_DOCUMENT TEXT_.
Reliable income streams are the holy grail for many investors, particularly if investments are planned to fund retirement, which is why the dividends paid out by many UK companies are watched with such care by experts and individuals alike.
Dividend payments are made by companies who want to return profits to their shareholders. They look small, but can make a huge difference to the total returns on an investment if you continue to reinvest them in your portfolio. Alternatively, they can be a source of reliable income without dipping into one’s capital, particularly important when bank rates are low.
The coronavirus dividend income collapse
When coronavirus hit, one of the first things that companies did was cut dividend payments. Figures from Link Group, which compiles a quarterly dividend monitor, show that payments collapsed by nearly 50 per cent in the second quarter of last year.
Some feared that a dividend-paying culture would never return, but there is encouraging news from recently published first quarter figures for 2021.
While dividend payouts have continued to fall, this decline is slowed, and in Q1 underlying dividends (these exclude one-off special payments after mergers and acquisitions, which can distort figures) were down just 27 per cent on the previous year.
Next quarter looks set to be even healthier, as more businesses that previously cut dividends, including Primark’s owner Associated British Foods, which reinstated its dividend last week, start paying out again.
What happens next
Link managing director Ian Stokes is positive on the dividend picture for the this and next year, even indulging in a Boris-Johnson-like metaphor for the payments: “After the year-long pandemic winter for dividends, the buds of spring are about to burst into bloom,” he says.
Britain’s banks are expected to start paying dividends again, from a lower base, while Link expects a growth in mining dividends too, thanks to a boom in commodity prices. Although Link still cautions that it will take until 2025 for dividends to reach their 2019 high point, this is good news for income seekers.
Why you should care about dividends?
Understanding the role dividends pay in growing your wealth is important. Depending on the investment strategy for your portfolio, these payouts may be very important or not as vital to how your portfolio grows.
Investors need to understand how safe their dividends are. The coronavirus pandemic is a one-off event that has hit many payments, but it is often possible to work out whether a company’s dividend policy is sustainable by looking at a measure called ‘dividend cover’. This shows how much of a firm’s profits are going into dividends payments.
On the other hand, just because a company does not pay a dividend does not necessarily mean it is a bad investment. Some companies use their cash to invest and grow, and your portfolio will benefit from a growth in share price as this happens. Similarly, other companies might give back profits to their shareholders via a different mechanism known as ‘share buybacks’, where they use the money to buy their own shares, thus pushing up the price for their investors.
The value of expert advice
If you involve expert advice, such as from a financial adviser or investment manager, they will be able to deal with the intricacies around managing dividends, ensuring that your portfolio still produces an income for you if necessary.
This may involve changing the make-up of your investments and focussing on those businesses and sectors that are still highly cash-generative, and likely to reinstate or continue to pay dividends in the near future.

_DATA FOR ANALYSIS_.
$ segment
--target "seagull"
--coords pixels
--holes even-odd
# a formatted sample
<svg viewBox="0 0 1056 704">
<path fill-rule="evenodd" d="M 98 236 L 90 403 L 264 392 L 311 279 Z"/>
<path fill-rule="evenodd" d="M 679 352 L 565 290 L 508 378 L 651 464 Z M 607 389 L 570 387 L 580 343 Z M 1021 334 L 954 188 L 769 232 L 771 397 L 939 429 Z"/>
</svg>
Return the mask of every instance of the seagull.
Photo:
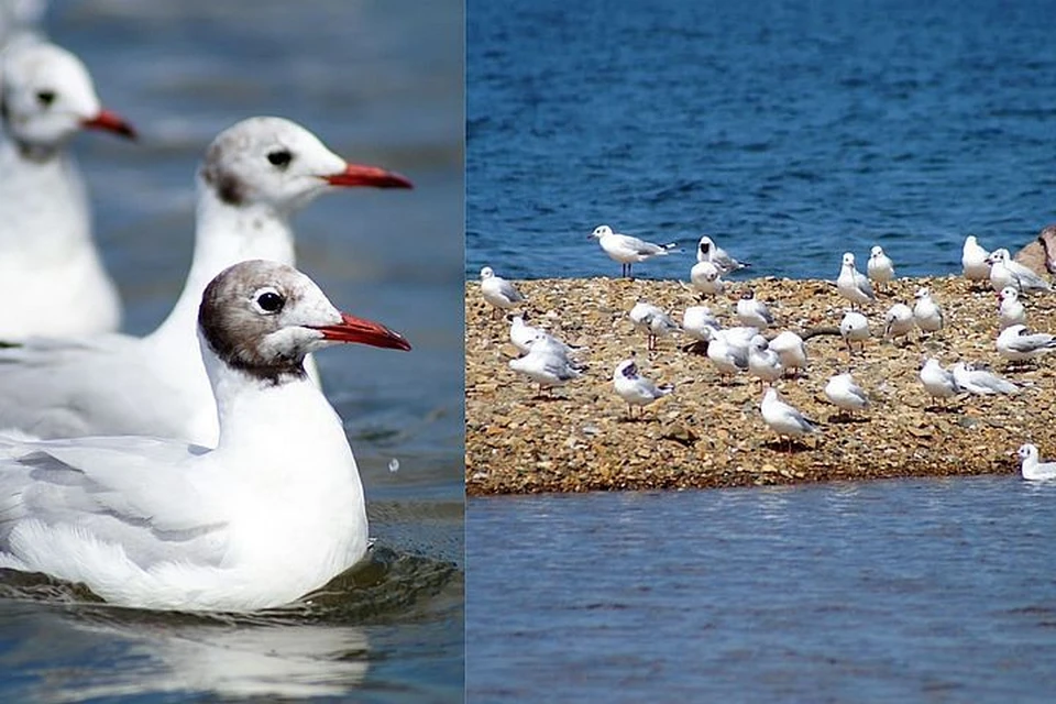
<svg viewBox="0 0 1056 704">
<path fill-rule="evenodd" d="M 117 330 L 121 300 L 67 146 L 81 130 L 135 131 L 102 109 L 80 59 L 47 42 L 2 54 L 0 106 L 0 339 Z"/>
<path fill-rule="evenodd" d="M 990 252 L 982 249 L 976 241 L 976 235 L 965 238 L 965 246 L 960 254 L 960 267 L 965 278 L 970 282 L 985 282 L 990 278 Z"/>
<path fill-rule="evenodd" d="M 1026 309 L 1020 301 L 1020 292 L 1014 286 L 1005 286 L 998 294 L 998 324 L 1001 330 L 1009 326 L 1026 324 Z"/>
<path fill-rule="evenodd" d="M 751 264 L 738 262 L 726 250 L 715 244 L 712 238 L 706 234 L 701 238 L 701 243 L 696 248 L 697 262 L 711 262 L 716 266 L 721 274 L 732 274 L 741 268 L 748 268 Z"/>
<path fill-rule="evenodd" d="M 678 246 L 674 242 L 669 244 L 653 244 L 629 234 L 618 234 L 607 224 L 594 228 L 591 238 L 597 240 L 597 243 L 608 254 L 608 258 L 619 262 L 622 265 L 620 275 L 630 278 L 630 265 L 636 262 L 645 262 L 654 256 L 667 256 L 671 250 Z"/>
<path fill-rule="evenodd" d="M 888 282 L 894 278 L 894 262 L 883 253 L 883 248 L 877 244 L 869 252 L 866 271 L 870 280 L 875 282 L 878 288 L 883 288 Z"/>
<path fill-rule="evenodd" d="M 916 302 L 913 304 L 913 320 L 922 332 L 938 332 L 943 329 L 943 310 L 932 298 L 932 292 L 927 287 L 916 289 L 913 295 Z"/>
<path fill-rule="evenodd" d="M 762 420 L 778 436 L 789 439 L 789 451 L 792 450 L 792 438 L 812 432 L 821 432 L 816 425 L 799 410 L 781 400 L 778 389 L 768 386 L 762 396 L 760 406 Z"/>
<path fill-rule="evenodd" d="M 849 374 L 837 374 L 825 385 L 825 397 L 840 410 L 854 413 L 869 408 L 869 395 Z"/>
<path fill-rule="evenodd" d="M 866 351 L 866 340 L 869 339 L 869 321 L 856 310 L 848 310 L 839 321 L 839 337 L 847 343 L 847 352 L 855 353 L 853 342 L 861 342 L 861 351 Z"/>
<path fill-rule="evenodd" d="M 652 402 L 674 391 L 671 384 L 657 386 L 652 381 L 638 373 L 634 359 L 624 360 L 613 372 L 613 386 L 616 393 L 627 402 L 627 415 L 634 417 L 635 406 L 648 406 Z"/>
<path fill-rule="evenodd" d="M 756 298 L 756 292 L 747 288 L 737 300 L 737 321 L 746 327 L 766 330 L 773 324 L 773 315 L 767 304 Z"/>
<path fill-rule="evenodd" d="M 722 271 L 706 260 L 690 270 L 690 283 L 696 292 L 708 296 L 717 296 L 726 288 Z"/>
<path fill-rule="evenodd" d="M 1050 292 L 1053 288 L 1044 278 L 1019 262 L 1012 261 L 1012 255 L 1005 249 L 994 250 L 990 254 L 990 286 L 1000 292 L 1005 286 L 1013 286 L 1021 293 Z"/>
<path fill-rule="evenodd" d="M 1020 387 L 987 370 L 977 370 L 970 364 L 957 362 L 950 370 L 957 386 L 969 394 L 989 396 L 991 394 L 1018 394 Z"/>
<path fill-rule="evenodd" d="M 1056 462 L 1040 462 L 1037 459 L 1037 448 L 1030 442 L 1020 446 L 1018 452 L 1023 463 L 1020 465 L 1020 472 L 1023 479 L 1032 482 L 1044 480 L 1056 480 Z"/>
<path fill-rule="evenodd" d="M 783 330 L 770 340 L 770 349 L 781 358 L 781 364 L 787 372 L 806 367 L 806 343 L 791 330 Z"/>
<path fill-rule="evenodd" d="M 839 276 L 836 278 L 836 290 L 850 301 L 851 307 L 876 300 L 869 279 L 855 268 L 855 255 L 844 252 Z"/>
<path fill-rule="evenodd" d="M 638 301 L 630 309 L 630 321 L 646 333 L 647 349 L 650 351 L 657 349 L 657 338 L 666 338 L 680 330 L 679 323 L 672 320 L 671 316 L 657 306 L 645 301 Z"/>
<path fill-rule="evenodd" d="M 909 337 L 915 321 L 913 310 L 905 304 L 894 304 L 883 317 L 883 337 L 892 340 Z"/>
<path fill-rule="evenodd" d="M 513 284 L 502 276 L 495 276 L 491 266 L 481 270 L 481 295 L 494 307 L 499 317 L 504 310 L 516 308 L 517 304 L 525 301 L 525 297 Z"/>
<path fill-rule="evenodd" d="M 1024 324 L 1014 324 L 1001 331 L 997 346 L 998 354 L 1010 362 L 1026 362 L 1056 352 L 1056 337 L 1047 332 L 1031 332 Z"/>
<path fill-rule="evenodd" d="M 139 435 L 215 446 L 216 403 L 195 332 L 209 282 L 248 257 L 293 264 L 290 218 L 336 187 L 410 188 L 396 174 L 349 164 L 280 118 L 250 118 L 221 132 L 206 151 L 197 185 L 194 257 L 165 321 L 145 338 L 38 338 L 0 349 L 0 428 L 43 438 Z M 311 375 L 315 367 L 306 369 Z"/>
<path fill-rule="evenodd" d="M 924 384 L 924 391 L 933 397 L 942 399 L 943 404 L 947 398 L 953 398 L 964 393 L 964 389 L 954 378 L 954 373 L 944 370 L 935 358 L 925 360 L 921 367 L 921 383 Z"/>
<path fill-rule="evenodd" d="M 407 341 L 261 260 L 206 287 L 198 337 L 217 449 L 0 439 L 0 566 L 80 582 L 121 606 L 249 612 L 297 600 L 366 554 L 355 458 L 304 361 L 338 343 Z"/>
</svg>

_WORK REQUEST_.
Decide whether each statement below agrees with the text on UK dividends, answering yes or no and quoting the deciding words of the text. 1. Link Group figures show that dividend payments fell by nearly half in the second quarter of last year. 2. Link expects dividends to return to their 2019 high point by 2023. 3. Dividend cover shows how much of a firm's profits go into dividend payments.

_YOUR RESPONSE_.
1. Yes: "payments collapsed by nearly 50 per cent in the second quarter of last year"
2. No: "it will take until 2025 for dividends to reach their 2019 high point"
3. Yes: "This shows how much of a firm’s profits are going into dividends payments."